___ Supplied records ___
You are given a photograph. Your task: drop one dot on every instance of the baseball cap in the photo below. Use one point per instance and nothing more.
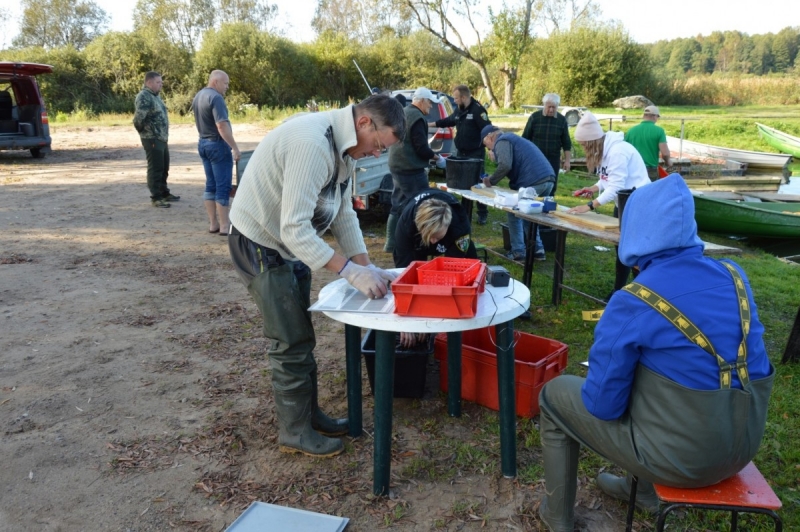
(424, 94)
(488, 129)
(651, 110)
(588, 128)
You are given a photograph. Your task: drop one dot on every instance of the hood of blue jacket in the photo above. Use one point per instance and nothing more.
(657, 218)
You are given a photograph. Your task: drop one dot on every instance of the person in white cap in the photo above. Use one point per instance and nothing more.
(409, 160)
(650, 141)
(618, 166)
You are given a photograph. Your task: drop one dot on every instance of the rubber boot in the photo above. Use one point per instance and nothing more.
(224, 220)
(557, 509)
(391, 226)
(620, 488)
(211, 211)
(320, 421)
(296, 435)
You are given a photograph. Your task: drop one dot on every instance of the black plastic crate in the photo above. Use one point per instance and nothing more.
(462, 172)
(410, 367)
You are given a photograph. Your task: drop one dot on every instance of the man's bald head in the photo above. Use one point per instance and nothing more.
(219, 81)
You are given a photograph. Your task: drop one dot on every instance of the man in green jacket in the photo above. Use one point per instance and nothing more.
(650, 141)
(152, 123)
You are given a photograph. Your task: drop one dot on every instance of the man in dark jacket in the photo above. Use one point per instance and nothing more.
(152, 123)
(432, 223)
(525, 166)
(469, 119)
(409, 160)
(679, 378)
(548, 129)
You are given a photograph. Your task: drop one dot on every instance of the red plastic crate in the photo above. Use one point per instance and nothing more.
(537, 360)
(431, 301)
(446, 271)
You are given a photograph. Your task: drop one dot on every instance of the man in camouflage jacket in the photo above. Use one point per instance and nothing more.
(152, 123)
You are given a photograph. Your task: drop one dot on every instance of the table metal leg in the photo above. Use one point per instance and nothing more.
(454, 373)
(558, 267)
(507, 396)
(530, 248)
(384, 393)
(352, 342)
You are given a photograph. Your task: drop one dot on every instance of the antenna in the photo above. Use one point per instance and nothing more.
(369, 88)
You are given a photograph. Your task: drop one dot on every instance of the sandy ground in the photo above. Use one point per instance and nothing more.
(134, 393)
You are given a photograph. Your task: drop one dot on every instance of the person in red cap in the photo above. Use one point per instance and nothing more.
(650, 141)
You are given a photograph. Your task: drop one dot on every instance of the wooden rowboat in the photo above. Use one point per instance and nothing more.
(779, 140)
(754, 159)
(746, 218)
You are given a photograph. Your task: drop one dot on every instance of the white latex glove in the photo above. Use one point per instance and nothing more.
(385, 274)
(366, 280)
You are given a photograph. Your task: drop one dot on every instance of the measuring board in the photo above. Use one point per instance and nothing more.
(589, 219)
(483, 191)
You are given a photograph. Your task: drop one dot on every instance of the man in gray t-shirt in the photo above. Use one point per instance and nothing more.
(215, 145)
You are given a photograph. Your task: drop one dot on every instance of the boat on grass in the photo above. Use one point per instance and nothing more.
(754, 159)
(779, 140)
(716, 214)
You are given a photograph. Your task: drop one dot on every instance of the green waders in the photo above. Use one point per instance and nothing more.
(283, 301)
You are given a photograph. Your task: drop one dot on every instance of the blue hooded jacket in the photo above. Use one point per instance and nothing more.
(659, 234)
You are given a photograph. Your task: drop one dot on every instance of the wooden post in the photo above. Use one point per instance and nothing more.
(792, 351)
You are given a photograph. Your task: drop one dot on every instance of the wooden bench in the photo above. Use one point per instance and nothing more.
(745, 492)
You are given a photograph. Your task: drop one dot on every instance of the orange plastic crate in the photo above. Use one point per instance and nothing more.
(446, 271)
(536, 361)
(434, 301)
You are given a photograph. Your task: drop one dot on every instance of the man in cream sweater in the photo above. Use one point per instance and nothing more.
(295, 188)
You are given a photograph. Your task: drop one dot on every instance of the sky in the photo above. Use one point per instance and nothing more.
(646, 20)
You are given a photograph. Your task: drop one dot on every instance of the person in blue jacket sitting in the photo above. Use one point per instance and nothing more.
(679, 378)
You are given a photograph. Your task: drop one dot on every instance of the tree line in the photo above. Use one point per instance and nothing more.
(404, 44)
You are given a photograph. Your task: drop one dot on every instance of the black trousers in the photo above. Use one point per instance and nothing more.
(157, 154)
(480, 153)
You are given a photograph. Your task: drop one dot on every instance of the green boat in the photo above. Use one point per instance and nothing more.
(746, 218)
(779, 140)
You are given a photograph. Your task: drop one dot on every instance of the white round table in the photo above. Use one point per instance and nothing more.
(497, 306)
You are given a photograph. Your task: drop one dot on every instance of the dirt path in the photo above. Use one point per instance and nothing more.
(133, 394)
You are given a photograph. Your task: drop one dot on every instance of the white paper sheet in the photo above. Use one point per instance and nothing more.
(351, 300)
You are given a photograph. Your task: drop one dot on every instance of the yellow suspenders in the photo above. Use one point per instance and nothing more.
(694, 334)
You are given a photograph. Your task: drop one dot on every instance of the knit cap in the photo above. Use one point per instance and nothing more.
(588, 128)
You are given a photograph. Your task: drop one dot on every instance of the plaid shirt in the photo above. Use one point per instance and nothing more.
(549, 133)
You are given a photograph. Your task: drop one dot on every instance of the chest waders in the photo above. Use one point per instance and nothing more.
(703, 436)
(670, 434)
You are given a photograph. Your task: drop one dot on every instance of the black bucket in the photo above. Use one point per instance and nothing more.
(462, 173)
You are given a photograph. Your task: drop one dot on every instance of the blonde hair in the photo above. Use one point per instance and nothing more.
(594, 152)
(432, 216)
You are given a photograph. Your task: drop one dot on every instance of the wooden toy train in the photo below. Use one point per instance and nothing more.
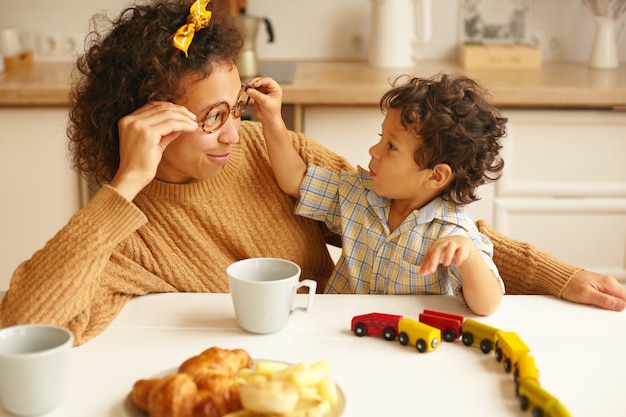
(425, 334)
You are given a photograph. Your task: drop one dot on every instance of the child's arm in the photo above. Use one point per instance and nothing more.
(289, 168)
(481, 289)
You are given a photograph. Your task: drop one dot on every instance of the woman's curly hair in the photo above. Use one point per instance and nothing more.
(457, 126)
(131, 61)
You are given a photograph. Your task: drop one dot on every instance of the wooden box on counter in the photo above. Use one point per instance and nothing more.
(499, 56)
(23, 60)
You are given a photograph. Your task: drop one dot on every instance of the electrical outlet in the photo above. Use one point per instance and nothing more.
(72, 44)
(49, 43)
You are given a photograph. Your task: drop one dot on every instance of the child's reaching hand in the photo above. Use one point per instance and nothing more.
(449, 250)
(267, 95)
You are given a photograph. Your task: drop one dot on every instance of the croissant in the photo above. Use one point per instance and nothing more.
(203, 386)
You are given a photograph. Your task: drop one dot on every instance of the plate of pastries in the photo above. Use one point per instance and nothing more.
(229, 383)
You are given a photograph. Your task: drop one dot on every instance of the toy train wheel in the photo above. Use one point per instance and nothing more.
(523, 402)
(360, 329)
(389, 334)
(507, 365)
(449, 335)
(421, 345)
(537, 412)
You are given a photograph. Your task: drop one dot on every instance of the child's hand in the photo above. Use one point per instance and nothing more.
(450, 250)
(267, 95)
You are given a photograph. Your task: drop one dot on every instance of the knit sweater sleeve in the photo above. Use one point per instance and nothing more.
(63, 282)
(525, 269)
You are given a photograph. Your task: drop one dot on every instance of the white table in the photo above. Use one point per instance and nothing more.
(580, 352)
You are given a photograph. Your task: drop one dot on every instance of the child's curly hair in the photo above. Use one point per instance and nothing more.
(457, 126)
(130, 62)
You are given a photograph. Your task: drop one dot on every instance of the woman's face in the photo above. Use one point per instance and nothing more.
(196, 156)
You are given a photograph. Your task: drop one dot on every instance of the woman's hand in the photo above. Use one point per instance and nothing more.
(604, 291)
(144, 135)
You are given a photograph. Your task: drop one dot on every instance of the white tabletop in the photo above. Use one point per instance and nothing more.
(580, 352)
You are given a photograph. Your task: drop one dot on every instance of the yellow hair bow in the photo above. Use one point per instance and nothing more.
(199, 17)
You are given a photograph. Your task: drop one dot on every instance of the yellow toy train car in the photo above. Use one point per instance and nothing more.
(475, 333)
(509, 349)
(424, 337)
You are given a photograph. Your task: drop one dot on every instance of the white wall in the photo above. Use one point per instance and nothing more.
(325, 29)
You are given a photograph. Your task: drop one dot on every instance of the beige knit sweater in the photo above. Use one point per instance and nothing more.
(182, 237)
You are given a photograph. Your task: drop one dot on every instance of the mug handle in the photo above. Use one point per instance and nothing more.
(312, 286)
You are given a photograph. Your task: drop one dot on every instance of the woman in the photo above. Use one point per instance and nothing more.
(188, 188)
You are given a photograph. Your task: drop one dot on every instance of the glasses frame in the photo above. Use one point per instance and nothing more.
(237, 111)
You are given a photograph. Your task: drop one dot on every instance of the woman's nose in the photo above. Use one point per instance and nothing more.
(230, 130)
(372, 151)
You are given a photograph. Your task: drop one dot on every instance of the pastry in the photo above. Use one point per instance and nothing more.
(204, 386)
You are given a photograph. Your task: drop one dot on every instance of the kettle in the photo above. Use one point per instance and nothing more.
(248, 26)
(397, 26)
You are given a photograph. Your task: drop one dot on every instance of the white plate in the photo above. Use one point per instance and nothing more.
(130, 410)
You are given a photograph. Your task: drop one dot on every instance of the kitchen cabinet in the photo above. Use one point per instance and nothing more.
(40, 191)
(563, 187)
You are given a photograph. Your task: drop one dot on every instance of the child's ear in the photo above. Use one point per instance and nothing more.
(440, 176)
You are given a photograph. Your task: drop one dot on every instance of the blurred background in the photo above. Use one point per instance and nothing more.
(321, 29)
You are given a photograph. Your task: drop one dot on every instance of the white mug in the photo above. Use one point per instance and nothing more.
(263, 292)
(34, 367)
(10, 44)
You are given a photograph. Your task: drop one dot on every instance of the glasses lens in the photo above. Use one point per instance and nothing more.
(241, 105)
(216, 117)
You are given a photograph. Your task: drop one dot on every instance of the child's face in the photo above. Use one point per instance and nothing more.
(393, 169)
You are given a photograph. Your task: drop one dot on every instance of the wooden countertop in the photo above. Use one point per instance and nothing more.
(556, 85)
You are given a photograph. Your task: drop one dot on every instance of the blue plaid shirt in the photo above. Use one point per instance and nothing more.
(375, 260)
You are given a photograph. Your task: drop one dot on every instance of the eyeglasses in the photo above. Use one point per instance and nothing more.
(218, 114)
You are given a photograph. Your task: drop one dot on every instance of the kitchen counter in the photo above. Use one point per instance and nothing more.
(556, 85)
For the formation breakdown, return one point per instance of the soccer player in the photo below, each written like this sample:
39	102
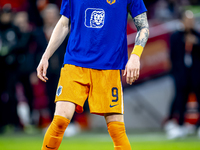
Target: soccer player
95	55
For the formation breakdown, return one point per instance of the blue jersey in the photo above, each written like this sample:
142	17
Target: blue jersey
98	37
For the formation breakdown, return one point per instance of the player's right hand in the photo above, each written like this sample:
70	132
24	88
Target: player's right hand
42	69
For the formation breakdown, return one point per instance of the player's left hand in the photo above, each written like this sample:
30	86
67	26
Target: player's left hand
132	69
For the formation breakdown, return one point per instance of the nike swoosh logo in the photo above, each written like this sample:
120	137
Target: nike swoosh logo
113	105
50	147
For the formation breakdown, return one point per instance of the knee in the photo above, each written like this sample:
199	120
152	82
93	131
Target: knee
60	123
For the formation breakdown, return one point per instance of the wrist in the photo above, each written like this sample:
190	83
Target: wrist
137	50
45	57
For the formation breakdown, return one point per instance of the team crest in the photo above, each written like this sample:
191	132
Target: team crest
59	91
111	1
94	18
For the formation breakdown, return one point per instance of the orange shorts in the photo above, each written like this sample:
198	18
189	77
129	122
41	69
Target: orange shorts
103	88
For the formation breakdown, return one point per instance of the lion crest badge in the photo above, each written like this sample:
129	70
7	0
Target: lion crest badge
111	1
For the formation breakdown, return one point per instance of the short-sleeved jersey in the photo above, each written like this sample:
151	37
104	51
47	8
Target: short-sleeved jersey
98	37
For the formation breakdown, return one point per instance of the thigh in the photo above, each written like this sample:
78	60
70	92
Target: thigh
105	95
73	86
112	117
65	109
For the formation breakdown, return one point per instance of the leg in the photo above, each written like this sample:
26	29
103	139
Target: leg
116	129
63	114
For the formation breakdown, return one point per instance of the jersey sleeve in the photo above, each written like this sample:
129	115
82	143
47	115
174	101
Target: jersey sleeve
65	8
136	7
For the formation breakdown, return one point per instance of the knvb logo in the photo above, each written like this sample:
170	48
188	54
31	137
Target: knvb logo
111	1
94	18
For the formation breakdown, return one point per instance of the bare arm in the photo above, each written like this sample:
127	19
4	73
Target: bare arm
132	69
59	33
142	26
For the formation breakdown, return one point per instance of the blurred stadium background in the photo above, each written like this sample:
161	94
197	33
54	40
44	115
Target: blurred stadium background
___
_Brief_
Nothing except a number is needed: how many lines of the entries contain the word "stadium"?

_Response to this task_
2